# Exercise prompt:
Count the lines in the entries below that contain the string "lamp", treating uppercase and lowercase letters as different. Report only that number.

# Excerpted data:
+---+
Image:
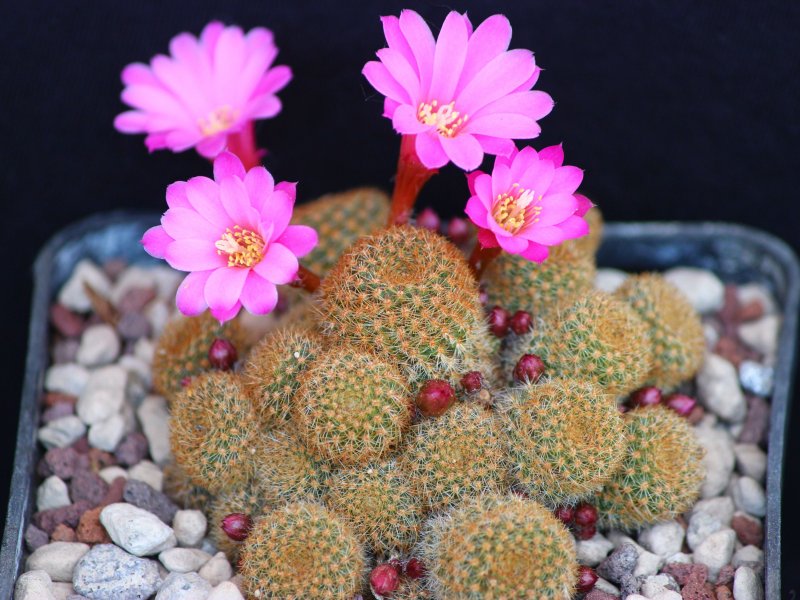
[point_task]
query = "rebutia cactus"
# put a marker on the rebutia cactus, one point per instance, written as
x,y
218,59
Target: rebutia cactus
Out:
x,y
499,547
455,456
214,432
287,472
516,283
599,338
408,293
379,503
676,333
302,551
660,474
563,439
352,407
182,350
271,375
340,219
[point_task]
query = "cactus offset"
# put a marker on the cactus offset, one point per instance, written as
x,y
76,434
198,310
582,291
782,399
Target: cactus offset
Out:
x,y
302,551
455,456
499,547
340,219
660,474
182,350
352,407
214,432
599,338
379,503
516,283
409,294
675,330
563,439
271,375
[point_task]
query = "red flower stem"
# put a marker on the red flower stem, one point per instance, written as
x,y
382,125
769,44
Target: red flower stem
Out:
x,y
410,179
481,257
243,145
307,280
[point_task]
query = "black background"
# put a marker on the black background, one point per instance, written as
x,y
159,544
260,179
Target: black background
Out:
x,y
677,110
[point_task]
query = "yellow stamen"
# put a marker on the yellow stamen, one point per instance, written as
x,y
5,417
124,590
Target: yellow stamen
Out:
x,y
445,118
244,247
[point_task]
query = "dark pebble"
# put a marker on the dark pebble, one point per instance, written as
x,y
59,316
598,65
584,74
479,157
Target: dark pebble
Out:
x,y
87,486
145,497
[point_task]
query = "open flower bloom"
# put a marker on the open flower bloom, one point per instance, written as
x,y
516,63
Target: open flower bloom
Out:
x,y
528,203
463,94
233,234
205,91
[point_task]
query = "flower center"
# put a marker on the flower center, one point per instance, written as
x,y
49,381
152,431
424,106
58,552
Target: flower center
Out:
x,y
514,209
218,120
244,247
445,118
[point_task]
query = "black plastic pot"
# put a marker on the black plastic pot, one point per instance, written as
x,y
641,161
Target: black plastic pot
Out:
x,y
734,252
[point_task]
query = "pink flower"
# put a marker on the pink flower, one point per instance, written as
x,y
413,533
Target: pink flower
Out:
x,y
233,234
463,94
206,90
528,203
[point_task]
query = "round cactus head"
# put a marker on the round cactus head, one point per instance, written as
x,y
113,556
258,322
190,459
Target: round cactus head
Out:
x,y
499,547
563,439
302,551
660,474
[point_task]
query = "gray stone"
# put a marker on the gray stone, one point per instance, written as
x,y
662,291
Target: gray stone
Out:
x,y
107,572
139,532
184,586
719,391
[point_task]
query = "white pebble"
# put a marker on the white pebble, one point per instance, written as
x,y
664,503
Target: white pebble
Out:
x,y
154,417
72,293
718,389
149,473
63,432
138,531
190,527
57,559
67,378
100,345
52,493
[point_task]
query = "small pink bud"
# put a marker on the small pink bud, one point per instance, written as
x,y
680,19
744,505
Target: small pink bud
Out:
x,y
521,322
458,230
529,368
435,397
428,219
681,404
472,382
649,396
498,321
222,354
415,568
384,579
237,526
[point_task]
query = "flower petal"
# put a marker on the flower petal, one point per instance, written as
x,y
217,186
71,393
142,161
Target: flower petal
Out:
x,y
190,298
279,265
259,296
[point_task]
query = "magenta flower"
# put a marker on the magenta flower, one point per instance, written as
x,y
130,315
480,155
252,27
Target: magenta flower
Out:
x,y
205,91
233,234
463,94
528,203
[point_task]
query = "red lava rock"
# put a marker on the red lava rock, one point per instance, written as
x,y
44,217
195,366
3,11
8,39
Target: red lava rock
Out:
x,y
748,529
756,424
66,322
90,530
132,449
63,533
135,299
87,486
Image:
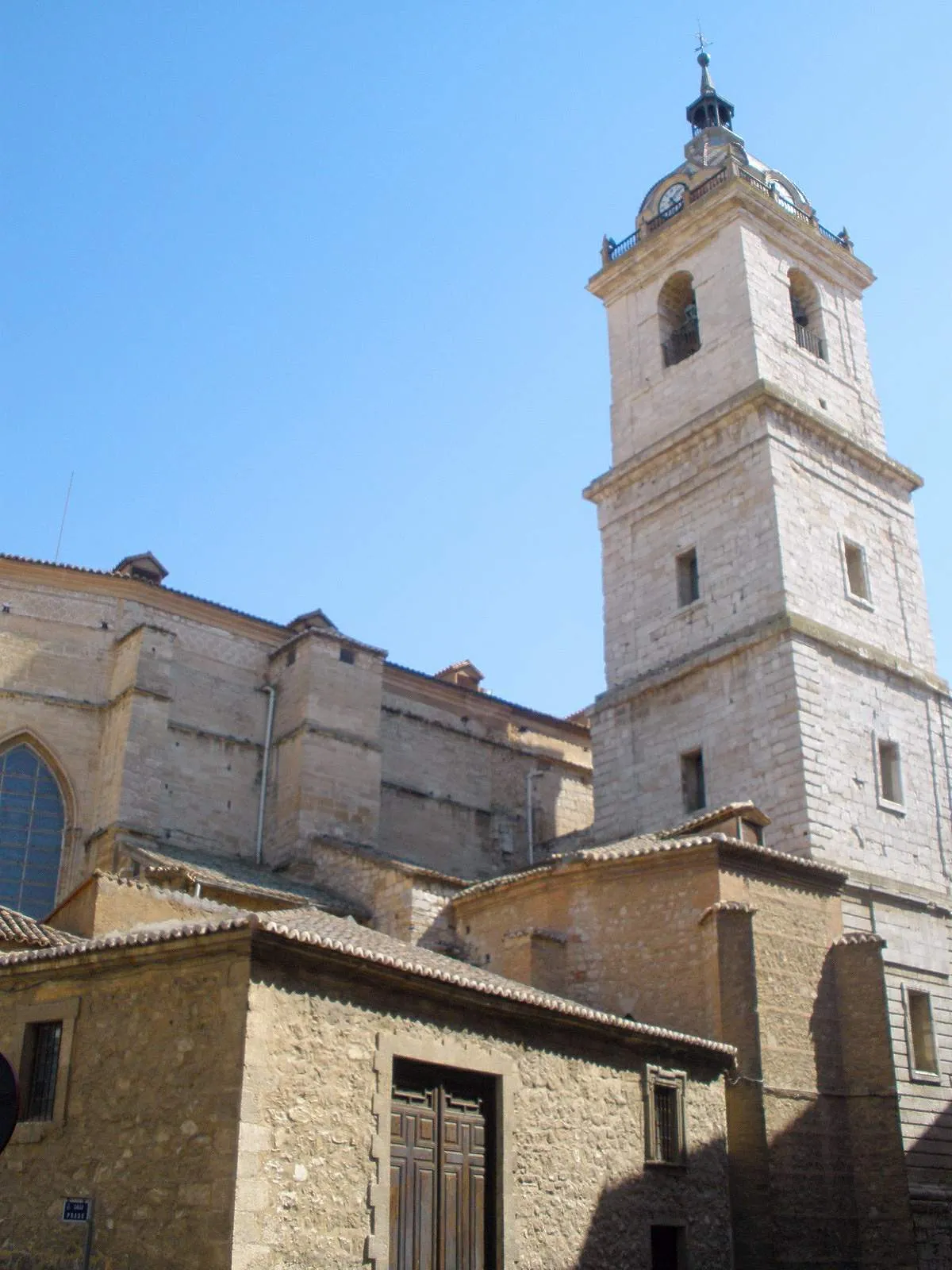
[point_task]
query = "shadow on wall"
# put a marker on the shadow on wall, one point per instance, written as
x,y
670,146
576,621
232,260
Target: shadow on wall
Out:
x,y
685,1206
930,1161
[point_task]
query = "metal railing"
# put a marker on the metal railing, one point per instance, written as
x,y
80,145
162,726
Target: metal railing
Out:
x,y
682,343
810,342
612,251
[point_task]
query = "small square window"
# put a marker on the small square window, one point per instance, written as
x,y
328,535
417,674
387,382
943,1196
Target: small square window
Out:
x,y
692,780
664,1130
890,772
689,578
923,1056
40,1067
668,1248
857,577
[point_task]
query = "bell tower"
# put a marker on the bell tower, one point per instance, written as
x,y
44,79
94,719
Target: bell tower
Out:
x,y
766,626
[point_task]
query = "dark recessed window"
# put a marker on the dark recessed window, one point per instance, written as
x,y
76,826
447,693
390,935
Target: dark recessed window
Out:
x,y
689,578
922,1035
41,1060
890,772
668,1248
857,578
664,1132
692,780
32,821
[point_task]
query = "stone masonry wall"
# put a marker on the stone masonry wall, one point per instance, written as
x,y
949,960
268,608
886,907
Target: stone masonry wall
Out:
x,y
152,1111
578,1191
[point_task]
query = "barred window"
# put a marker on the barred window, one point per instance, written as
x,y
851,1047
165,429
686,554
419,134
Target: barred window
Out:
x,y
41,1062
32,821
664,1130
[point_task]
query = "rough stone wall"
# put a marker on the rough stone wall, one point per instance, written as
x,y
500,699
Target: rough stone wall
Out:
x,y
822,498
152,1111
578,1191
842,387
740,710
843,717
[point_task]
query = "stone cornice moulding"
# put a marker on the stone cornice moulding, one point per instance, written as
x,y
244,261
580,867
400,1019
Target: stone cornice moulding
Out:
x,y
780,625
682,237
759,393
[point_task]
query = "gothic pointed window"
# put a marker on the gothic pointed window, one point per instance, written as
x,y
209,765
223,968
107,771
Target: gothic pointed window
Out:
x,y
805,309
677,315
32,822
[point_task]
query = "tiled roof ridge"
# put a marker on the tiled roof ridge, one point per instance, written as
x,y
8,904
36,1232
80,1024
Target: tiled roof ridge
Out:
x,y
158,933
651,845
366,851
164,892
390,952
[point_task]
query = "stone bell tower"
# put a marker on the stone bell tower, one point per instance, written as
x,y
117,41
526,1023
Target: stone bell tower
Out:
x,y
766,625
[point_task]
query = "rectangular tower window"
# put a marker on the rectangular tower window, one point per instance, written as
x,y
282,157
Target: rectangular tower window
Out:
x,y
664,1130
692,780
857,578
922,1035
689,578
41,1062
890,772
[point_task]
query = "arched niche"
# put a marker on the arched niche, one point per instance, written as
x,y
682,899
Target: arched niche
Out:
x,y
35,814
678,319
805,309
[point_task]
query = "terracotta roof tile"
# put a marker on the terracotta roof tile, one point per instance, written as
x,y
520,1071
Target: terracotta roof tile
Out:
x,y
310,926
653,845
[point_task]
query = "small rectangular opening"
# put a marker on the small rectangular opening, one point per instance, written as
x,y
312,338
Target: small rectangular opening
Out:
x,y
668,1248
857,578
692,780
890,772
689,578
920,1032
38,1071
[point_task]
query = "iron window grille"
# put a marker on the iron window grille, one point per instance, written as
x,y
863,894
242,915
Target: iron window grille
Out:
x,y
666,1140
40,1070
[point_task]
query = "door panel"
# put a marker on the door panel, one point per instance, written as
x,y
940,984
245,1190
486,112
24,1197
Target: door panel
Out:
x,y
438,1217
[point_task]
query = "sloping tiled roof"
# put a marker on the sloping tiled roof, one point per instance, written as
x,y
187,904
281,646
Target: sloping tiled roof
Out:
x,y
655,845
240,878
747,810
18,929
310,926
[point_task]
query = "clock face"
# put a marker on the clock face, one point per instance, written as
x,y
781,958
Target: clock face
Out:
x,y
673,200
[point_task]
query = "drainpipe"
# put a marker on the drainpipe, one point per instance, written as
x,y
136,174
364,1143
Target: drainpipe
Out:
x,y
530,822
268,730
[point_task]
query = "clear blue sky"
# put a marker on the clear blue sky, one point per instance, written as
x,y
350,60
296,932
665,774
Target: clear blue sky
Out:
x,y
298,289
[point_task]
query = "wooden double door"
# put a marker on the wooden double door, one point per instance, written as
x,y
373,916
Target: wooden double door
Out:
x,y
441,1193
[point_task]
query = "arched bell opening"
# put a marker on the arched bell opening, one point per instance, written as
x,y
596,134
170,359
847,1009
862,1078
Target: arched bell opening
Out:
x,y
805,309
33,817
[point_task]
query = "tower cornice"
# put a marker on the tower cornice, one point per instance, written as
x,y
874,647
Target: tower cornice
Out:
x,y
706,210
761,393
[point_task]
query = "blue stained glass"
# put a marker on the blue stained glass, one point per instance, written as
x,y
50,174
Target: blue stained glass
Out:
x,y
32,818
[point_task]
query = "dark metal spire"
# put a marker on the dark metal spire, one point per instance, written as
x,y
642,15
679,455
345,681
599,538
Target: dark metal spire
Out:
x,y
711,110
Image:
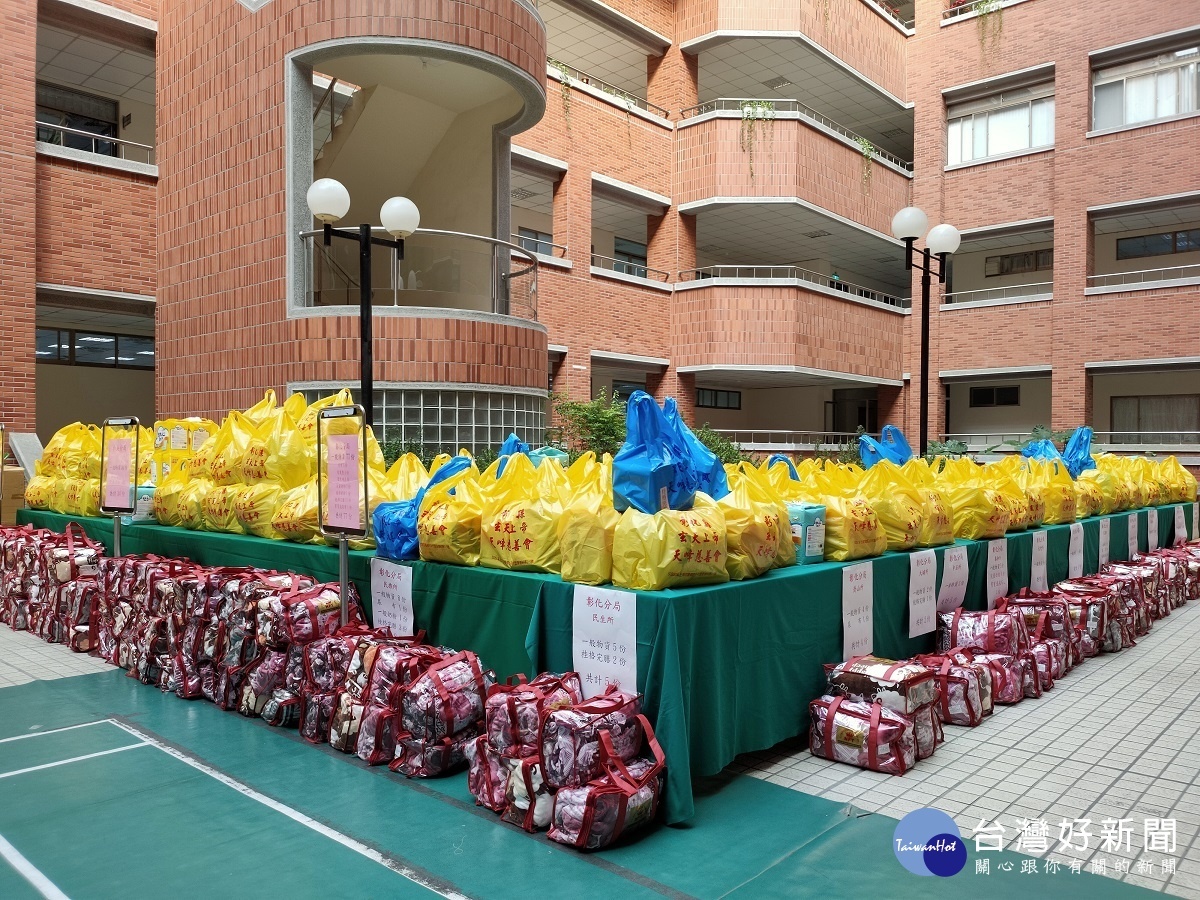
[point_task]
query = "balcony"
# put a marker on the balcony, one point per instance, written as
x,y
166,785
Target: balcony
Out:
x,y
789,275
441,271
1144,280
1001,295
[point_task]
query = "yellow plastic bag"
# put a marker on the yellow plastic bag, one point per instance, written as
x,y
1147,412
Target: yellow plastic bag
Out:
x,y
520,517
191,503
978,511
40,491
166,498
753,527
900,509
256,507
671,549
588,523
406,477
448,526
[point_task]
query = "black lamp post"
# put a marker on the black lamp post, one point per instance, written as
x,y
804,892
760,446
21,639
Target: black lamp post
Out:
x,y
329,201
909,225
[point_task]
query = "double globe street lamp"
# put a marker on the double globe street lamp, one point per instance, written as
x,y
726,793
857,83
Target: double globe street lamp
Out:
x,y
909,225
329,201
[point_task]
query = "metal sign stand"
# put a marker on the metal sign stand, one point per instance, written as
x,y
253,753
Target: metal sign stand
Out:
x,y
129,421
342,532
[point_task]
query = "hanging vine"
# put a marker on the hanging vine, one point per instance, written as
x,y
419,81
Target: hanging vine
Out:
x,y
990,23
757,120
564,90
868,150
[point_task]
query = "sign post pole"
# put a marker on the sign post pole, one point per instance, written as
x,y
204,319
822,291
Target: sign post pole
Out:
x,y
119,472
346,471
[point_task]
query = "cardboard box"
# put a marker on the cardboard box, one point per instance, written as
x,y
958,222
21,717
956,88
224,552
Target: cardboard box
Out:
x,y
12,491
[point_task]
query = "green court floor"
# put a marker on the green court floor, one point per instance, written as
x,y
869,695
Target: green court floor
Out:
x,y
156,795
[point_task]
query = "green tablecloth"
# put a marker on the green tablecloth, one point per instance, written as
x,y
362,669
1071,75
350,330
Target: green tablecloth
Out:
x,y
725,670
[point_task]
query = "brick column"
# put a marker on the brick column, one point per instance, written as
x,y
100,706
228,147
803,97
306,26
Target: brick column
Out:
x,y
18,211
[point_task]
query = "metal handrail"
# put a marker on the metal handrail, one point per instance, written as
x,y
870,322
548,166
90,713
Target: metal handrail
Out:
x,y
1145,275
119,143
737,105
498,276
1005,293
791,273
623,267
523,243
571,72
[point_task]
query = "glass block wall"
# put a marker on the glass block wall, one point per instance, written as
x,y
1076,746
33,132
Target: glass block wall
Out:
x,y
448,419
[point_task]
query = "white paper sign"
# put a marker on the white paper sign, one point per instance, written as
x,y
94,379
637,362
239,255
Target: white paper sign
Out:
+---+
# Written solution:
6